■ Exercise: Could you copy exactly the lines from the one containing "what's up, can you detect the window" through the last line of the records below, and nothing else?

[Collected data]
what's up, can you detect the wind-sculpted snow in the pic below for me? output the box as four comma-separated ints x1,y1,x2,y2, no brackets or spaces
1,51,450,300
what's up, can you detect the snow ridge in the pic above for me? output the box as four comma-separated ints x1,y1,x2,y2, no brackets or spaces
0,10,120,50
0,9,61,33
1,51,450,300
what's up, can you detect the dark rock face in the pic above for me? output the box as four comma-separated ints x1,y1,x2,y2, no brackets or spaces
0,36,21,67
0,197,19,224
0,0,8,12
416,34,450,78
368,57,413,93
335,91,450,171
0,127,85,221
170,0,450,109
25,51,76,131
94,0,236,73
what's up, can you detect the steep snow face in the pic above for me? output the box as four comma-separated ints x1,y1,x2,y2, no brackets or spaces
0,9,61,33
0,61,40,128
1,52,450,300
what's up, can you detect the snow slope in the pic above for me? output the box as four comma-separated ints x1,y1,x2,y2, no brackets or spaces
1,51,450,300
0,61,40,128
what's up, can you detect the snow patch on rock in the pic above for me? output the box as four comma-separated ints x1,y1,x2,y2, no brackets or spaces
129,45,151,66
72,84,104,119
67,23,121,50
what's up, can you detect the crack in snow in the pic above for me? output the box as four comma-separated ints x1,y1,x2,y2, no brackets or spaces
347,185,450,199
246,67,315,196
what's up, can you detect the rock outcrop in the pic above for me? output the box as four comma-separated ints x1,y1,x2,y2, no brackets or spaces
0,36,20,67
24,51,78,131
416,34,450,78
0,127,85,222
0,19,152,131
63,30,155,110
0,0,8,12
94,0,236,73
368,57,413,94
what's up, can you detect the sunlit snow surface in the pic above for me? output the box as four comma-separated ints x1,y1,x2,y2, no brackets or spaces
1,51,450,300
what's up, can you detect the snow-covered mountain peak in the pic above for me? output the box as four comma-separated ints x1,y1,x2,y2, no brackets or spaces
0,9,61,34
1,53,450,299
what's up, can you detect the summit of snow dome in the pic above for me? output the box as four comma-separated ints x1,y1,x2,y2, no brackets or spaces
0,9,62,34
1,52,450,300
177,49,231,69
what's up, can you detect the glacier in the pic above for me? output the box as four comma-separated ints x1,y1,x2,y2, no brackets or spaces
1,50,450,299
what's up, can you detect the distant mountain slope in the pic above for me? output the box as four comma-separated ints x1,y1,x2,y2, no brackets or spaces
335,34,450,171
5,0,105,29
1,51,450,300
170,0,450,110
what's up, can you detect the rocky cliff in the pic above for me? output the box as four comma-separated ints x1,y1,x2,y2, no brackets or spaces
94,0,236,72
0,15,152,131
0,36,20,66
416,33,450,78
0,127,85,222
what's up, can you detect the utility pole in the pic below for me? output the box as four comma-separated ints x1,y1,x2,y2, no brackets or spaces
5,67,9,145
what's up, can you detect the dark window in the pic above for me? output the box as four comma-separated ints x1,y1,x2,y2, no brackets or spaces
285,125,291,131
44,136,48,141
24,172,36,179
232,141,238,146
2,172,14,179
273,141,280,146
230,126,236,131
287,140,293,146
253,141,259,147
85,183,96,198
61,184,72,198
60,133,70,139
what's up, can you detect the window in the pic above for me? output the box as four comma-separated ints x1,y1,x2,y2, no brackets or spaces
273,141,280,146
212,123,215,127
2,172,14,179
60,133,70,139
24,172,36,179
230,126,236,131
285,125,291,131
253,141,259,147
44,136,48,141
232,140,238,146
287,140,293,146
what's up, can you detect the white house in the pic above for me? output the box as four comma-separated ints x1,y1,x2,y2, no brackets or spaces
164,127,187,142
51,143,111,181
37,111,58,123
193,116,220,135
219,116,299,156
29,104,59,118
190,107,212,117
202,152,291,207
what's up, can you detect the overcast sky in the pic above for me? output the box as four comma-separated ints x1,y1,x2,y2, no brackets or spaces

■ Solution to this task:
what's up, can you detect the window in the pic above for me? output the box as four comma-separated ints x1,y1,x2,y2, no brackets or spaces
273,141,280,146
212,123,215,127
2,172,14,179
60,133,70,139
24,172,36,179
230,126,236,131
285,125,291,131
253,141,259,147
44,136,48,141
232,140,238,146
287,140,293,146
what's up, can you detect the white house in the pic above for me? output the box as four comma-separated ints x1,y1,x2,y2, no brackets or spaces
164,127,187,142
51,143,111,181
37,111,58,123
193,116,220,135
219,116,299,156
29,104,59,118
190,107,212,117
202,152,291,207
what's up, can you detect the overcast sky in the pic above for me? output the box as four comma-separated ints x1,y1,x2,y2, no brackets or spaces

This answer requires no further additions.